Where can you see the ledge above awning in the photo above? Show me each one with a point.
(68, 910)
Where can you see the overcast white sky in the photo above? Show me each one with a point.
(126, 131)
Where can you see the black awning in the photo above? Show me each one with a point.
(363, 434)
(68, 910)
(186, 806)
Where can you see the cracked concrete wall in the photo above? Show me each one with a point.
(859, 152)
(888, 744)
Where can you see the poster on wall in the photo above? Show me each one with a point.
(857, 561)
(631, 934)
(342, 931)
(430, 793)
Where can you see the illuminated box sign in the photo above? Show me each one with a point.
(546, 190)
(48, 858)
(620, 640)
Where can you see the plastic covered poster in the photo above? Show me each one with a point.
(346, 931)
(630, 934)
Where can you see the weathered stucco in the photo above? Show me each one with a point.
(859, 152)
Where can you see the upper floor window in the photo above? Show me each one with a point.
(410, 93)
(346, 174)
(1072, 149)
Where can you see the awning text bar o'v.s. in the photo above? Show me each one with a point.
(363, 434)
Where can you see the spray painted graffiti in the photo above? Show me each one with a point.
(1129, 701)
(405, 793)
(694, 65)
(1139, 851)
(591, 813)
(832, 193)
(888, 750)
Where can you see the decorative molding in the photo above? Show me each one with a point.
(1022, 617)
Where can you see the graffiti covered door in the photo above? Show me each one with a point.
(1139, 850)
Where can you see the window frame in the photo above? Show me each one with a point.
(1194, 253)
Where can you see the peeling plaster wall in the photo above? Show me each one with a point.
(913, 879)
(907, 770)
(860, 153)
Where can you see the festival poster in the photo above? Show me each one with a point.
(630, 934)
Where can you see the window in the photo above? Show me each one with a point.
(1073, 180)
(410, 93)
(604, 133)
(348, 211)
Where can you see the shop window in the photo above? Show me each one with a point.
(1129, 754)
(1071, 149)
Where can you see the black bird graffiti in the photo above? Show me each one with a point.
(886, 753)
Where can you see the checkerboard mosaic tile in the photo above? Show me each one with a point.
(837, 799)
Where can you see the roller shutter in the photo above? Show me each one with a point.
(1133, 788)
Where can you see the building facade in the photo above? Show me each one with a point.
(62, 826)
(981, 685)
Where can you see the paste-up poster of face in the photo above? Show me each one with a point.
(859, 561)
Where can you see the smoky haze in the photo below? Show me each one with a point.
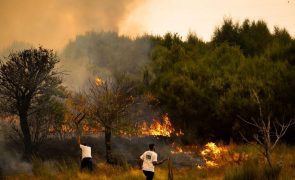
(53, 23)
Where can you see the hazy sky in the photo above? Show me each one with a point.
(202, 16)
(53, 23)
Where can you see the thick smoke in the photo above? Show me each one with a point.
(103, 54)
(10, 161)
(53, 23)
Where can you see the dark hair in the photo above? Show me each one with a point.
(151, 146)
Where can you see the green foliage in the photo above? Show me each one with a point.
(204, 86)
(248, 171)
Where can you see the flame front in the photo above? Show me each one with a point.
(98, 81)
(158, 128)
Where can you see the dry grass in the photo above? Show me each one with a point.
(254, 168)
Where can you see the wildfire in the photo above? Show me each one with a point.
(213, 154)
(158, 128)
(190, 149)
(98, 81)
(210, 156)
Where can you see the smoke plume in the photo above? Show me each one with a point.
(10, 161)
(53, 23)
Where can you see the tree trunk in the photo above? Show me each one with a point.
(26, 132)
(268, 158)
(108, 136)
(170, 169)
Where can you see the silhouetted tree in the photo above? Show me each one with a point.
(25, 78)
(109, 105)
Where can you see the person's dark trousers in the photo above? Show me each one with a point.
(86, 164)
(149, 175)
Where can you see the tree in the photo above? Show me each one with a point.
(76, 112)
(109, 105)
(25, 78)
(268, 131)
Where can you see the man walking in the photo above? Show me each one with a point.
(148, 161)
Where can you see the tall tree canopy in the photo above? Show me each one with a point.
(25, 78)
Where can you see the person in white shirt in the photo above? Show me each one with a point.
(148, 161)
(86, 162)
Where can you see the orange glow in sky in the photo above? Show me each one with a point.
(53, 23)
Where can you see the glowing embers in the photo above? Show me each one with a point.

※ ※ ※

Could you reproduce the lines above, from the one that holds "Where can you see the man" through the last, exactly as they stand?

## Exercise result
Where can you see the man walking in the photo above? Show me each one with a point.
(148, 161)
Where can you see the tall tree canopy in the photo above? Show me each one with a point.
(25, 78)
Where can you see the person in white shirt in the photo above? Show me each one with a point.
(148, 161)
(86, 162)
Where can you see the orange glow in sky in the photo above? Show me each one with a point.
(53, 23)
Where can you see the glowing embers in the photo above? Show me each one with a point.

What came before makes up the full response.